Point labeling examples
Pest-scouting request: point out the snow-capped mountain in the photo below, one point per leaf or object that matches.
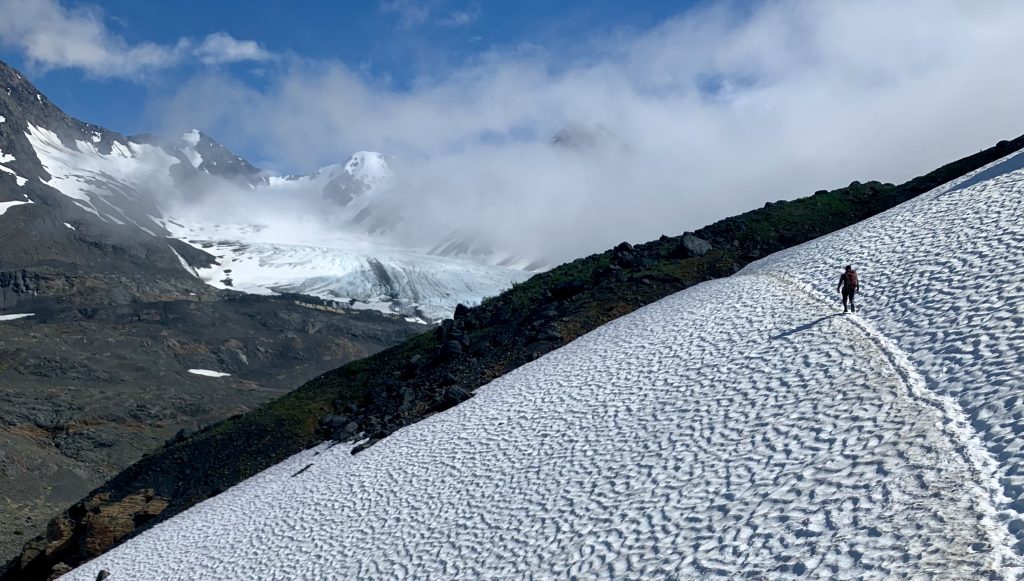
(192, 189)
(743, 427)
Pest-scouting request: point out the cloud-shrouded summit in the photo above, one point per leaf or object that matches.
(719, 109)
(707, 110)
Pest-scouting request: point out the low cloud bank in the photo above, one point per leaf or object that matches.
(710, 114)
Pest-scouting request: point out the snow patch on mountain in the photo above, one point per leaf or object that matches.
(16, 316)
(209, 373)
(4, 206)
(742, 427)
(190, 139)
(104, 184)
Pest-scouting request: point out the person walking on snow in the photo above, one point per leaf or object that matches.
(848, 285)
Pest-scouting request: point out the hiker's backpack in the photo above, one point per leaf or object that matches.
(851, 280)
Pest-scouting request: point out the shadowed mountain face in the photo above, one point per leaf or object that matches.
(372, 399)
(98, 374)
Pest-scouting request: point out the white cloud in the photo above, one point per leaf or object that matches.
(411, 13)
(461, 17)
(54, 37)
(722, 109)
(218, 48)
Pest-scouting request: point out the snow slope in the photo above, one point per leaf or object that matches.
(356, 261)
(739, 427)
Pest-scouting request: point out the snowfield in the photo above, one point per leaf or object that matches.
(741, 427)
(351, 263)
(360, 271)
(16, 316)
(209, 373)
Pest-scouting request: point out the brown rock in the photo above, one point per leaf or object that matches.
(58, 570)
(107, 523)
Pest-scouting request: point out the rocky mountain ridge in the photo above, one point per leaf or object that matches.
(102, 315)
(371, 399)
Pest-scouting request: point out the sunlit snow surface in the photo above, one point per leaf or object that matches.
(209, 373)
(4, 206)
(15, 317)
(741, 427)
(358, 270)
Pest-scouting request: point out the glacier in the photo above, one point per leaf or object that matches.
(358, 262)
(740, 427)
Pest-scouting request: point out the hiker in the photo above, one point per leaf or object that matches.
(848, 285)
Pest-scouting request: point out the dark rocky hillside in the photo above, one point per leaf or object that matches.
(98, 375)
(373, 398)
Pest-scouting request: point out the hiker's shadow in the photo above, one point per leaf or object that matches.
(804, 327)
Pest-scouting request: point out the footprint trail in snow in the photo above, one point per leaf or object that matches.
(741, 427)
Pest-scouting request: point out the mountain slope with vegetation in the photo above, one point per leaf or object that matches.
(373, 398)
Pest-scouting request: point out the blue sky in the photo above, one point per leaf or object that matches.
(390, 42)
(707, 109)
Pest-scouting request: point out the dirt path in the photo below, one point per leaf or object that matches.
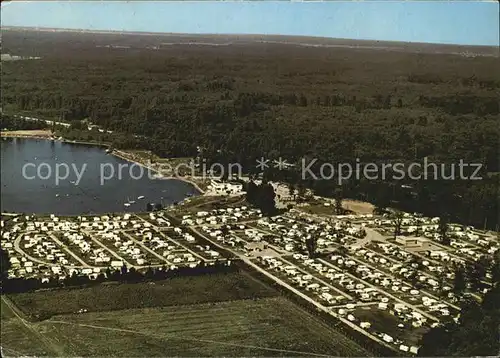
(36, 133)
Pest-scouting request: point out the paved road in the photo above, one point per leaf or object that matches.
(155, 254)
(415, 308)
(52, 347)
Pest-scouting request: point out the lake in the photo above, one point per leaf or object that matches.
(46, 177)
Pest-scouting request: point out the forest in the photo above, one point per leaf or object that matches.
(252, 99)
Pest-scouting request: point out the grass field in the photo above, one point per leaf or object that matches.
(217, 315)
(115, 296)
(265, 327)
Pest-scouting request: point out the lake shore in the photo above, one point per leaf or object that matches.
(122, 154)
(33, 133)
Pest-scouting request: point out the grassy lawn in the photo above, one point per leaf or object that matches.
(114, 296)
(187, 316)
(266, 327)
(385, 322)
(18, 338)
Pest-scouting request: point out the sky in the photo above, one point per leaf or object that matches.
(465, 22)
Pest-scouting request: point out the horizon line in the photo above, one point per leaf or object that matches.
(138, 32)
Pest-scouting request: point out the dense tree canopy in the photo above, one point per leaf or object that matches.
(250, 99)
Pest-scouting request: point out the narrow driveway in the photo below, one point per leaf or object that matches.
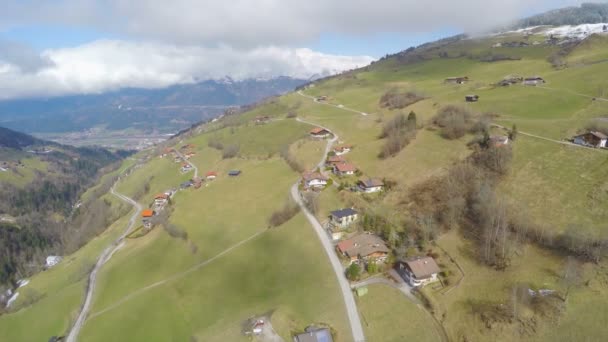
(103, 258)
(349, 299)
(187, 162)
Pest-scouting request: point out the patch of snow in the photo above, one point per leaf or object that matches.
(22, 282)
(12, 299)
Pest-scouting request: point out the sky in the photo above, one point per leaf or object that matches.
(63, 47)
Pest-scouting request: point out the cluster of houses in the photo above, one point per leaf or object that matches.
(364, 248)
(160, 202)
(5, 166)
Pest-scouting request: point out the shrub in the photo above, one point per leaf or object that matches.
(453, 121)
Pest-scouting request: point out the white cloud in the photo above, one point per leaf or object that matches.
(112, 64)
(252, 23)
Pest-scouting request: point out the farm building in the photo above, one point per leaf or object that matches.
(146, 218)
(211, 175)
(370, 185)
(418, 271)
(314, 335)
(333, 160)
(343, 149)
(364, 247)
(261, 119)
(314, 180)
(592, 139)
(234, 173)
(457, 80)
(471, 98)
(186, 167)
(344, 169)
(343, 217)
(319, 133)
(533, 81)
(160, 200)
(499, 140)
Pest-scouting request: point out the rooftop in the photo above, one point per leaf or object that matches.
(371, 182)
(344, 212)
(346, 167)
(363, 245)
(423, 267)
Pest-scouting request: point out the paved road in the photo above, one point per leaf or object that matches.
(332, 105)
(103, 258)
(349, 299)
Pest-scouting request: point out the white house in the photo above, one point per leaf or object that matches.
(341, 150)
(344, 169)
(533, 81)
(343, 217)
(419, 271)
(370, 185)
(52, 260)
(314, 180)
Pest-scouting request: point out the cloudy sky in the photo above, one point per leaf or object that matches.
(58, 47)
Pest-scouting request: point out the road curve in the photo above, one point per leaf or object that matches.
(349, 299)
(103, 258)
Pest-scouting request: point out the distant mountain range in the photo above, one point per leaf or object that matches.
(160, 110)
(587, 13)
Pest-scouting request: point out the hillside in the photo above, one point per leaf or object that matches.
(166, 110)
(41, 183)
(587, 13)
(493, 189)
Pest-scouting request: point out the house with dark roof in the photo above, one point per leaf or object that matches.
(332, 160)
(457, 80)
(533, 81)
(314, 180)
(364, 247)
(312, 334)
(234, 173)
(319, 133)
(343, 217)
(344, 169)
(591, 139)
(261, 119)
(471, 98)
(418, 271)
(342, 149)
(370, 185)
(146, 218)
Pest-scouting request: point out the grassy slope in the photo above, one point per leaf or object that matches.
(559, 186)
(388, 316)
(282, 269)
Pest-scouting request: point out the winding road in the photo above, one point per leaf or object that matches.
(103, 258)
(349, 299)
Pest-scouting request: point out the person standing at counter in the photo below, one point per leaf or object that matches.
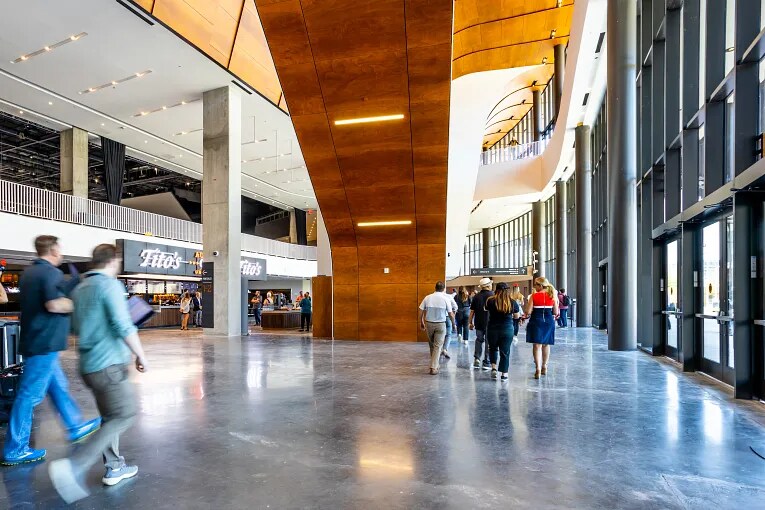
(196, 305)
(185, 310)
(305, 312)
(45, 310)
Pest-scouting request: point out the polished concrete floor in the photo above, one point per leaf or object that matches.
(274, 421)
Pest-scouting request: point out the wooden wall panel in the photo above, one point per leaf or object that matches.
(371, 58)
(321, 299)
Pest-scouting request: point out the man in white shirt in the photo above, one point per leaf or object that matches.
(434, 310)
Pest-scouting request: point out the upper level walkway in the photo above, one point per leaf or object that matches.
(287, 422)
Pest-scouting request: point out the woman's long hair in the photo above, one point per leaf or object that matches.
(503, 300)
(546, 286)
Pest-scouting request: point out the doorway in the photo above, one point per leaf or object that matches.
(671, 302)
(716, 341)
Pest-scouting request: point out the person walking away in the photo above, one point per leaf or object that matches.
(478, 321)
(185, 310)
(500, 332)
(541, 308)
(196, 306)
(463, 313)
(434, 310)
(451, 326)
(106, 338)
(45, 310)
(305, 312)
(563, 302)
(517, 296)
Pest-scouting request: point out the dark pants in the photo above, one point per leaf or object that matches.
(305, 321)
(563, 321)
(116, 401)
(480, 340)
(500, 339)
(463, 325)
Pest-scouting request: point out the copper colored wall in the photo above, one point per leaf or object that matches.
(340, 59)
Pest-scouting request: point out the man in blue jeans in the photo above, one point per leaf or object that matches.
(45, 310)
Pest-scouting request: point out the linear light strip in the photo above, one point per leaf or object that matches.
(383, 223)
(163, 108)
(364, 120)
(49, 48)
(114, 83)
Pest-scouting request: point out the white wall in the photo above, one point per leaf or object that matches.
(17, 233)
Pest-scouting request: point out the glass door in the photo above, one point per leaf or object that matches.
(717, 300)
(671, 311)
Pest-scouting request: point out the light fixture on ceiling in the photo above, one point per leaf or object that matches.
(364, 120)
(383, 223)
(114, 83)
(49, 48)
(184, 133)
(165, 107)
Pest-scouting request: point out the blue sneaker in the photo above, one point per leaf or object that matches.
(84, 430)
(115, 476)
(28, 455)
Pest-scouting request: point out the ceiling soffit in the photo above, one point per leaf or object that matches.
(331, 69)
(229, 32)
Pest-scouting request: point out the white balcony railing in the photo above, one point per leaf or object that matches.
(513, 152)
(50, 205)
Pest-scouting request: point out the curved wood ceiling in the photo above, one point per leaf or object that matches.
(505, 34)
(346, 59)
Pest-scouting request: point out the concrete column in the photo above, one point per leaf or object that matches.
(583, 293)
(536, 114)
(537, 235)
(293, 228)
(560, 74)
(561, 246)
(323, 249)
(486, 248)
(74, 162)
(622, 162)
(222, 203)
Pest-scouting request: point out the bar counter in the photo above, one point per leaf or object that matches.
(164, 316)
(281, 319)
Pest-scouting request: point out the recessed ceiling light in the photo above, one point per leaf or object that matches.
(47, 49)
(364, 120)
(383, 223)
(163, 108)
(114, 83)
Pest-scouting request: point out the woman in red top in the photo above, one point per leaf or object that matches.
(542, 308)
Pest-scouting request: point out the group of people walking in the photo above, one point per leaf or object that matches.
(95, 308)
(496, 317)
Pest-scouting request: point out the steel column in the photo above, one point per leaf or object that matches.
(622, 159)
(583, 228)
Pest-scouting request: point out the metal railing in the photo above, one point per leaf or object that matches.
(513, 152)
(51, 205)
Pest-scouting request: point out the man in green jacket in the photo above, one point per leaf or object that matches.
(107, 336)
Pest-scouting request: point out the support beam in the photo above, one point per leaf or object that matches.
(561, 246)
(622, 159)
(537, 236)
(74, 162)
(559, 52)
(583, 170)
(536, 114)
(221, 203)
(486, 247)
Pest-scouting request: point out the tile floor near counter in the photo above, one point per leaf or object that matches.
(287, 422)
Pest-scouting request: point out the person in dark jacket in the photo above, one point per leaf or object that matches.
(45, 310)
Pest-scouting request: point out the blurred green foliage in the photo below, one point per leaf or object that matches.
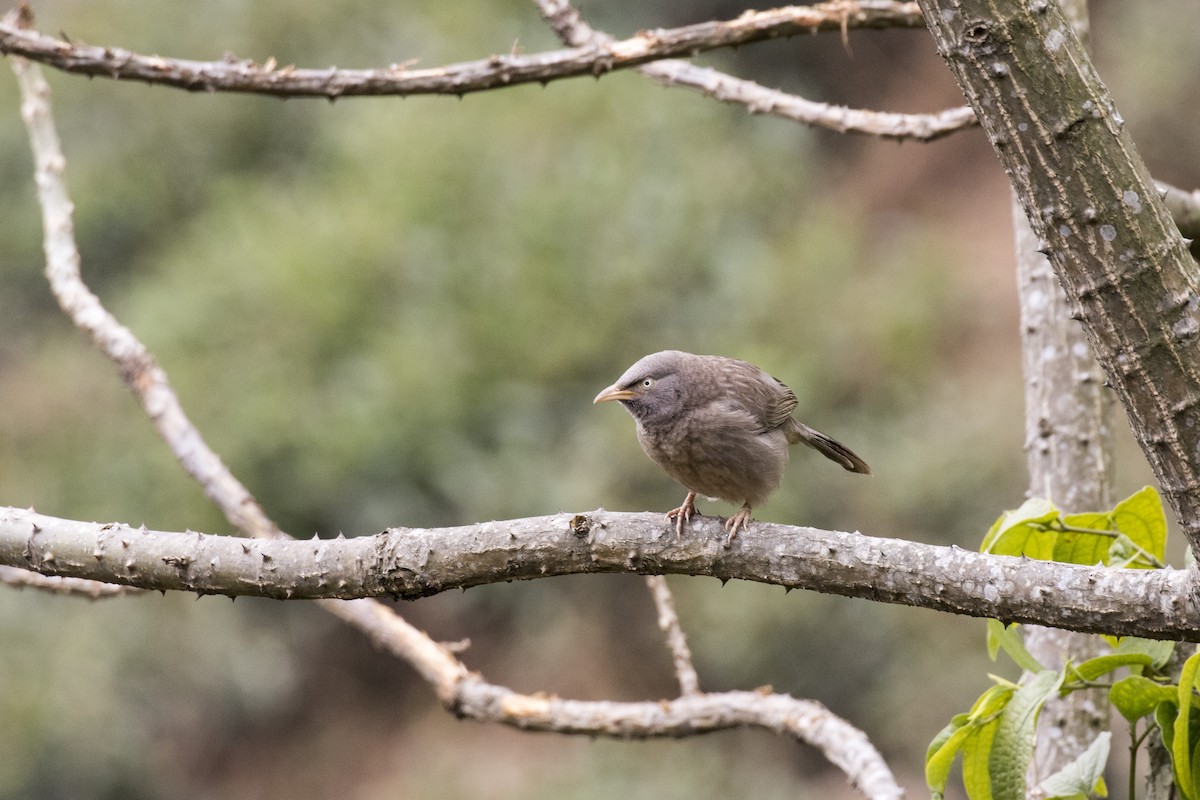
(388, 312)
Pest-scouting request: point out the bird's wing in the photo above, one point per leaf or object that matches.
(767, 398)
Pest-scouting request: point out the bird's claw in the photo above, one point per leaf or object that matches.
(741, 521)
(682, 516)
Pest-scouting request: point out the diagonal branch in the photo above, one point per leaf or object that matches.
(1090, 199)
(18, 578)
(469, 696)
(574, 30)
(411, 563)
(493, 72)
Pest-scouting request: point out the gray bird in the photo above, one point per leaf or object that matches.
(719, 426)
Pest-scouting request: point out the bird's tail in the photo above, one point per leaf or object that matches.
(827, 446)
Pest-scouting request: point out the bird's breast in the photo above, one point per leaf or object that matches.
(718, 451)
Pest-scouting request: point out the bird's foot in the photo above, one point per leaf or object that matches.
(682, 516)
(741, 521)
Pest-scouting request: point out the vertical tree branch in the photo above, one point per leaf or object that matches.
(1068, 449)
(1090, 199)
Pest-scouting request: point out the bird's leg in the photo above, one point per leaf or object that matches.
(683, 513)
(741, 521)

▶ Task directions: Word for word, restate the lines from the one containing "Pest-scouting request: point out the metal" through the end of the listing, and nothing more. Skip the pictures.

▶ Answer to this problem:
Pest-scouting request: point out the metal railing in the photo above, one point per leaf or object that matches.
(513, 152)
(51, 205)
Pest-scouting request: point out the man in green jacket in the photo above, one point per leaf or object that matches.
(107, 336)
Pest-scouting request: point out the support beam in the photo above, one point per leaf or object that matches.
(561, 246)
(622, 159)
(537, 236)
(74, 162)
(559, 52)
(583, 170)
(536, 114)
(221, 203)
(486, 247)
Pest-scouting request: point out the tile floor near counter in the photo above, one point per leaf or object that matches.
(287, 422)
Pest-scouting request: point out the person in dark jacket in the photo above, one point per leaf or object that matches.
(45, 310)
Pest-scouting request: point out the blurred green foliage in the photo below, one point per leaf or object that matches.
(388, 312)
Pest-scouting request: point out the bird's wing in the photo above, one point per leaf or object that matches.
(767, 398)
Pest-scouting request: point out the bird's claw in the photo above, one point per leaf or object that matches.
(741, 521)
(682, 516)
Pest-scouting request: point out the diagonal branch in the photo above, one point per leaf or object that matches.
(1090, 199)
(18, 578)
(469, 696)
(574, 30)
(411, 563)
(493, 72)
Pest-scouting request: point out the gray bird in the photo above, one point per leaf or object that matches.
(719, 426)
Pest-scouting request: point out the bird's tail in the photo above, one point per leaf or object that matches.
(827, 446)
Pest-scouting request: point out the bird's breast in the photo above, one point per leaf or object that matches.
(718, 451)
Pest-scouting request: point out the bird's foot in the photo above, one point per leaf or object that matches.
(682, 516)
(741, 521)
Pest-scouting request: point out the vertical tree branch in the photo above, one point per leaf or object that matches.
(1068, 449)
(1090, 199)
Pest-scouting request: point out the bird's leg in the photo above, one point per leaf or object that matches.
(683, 513)
(741, 521)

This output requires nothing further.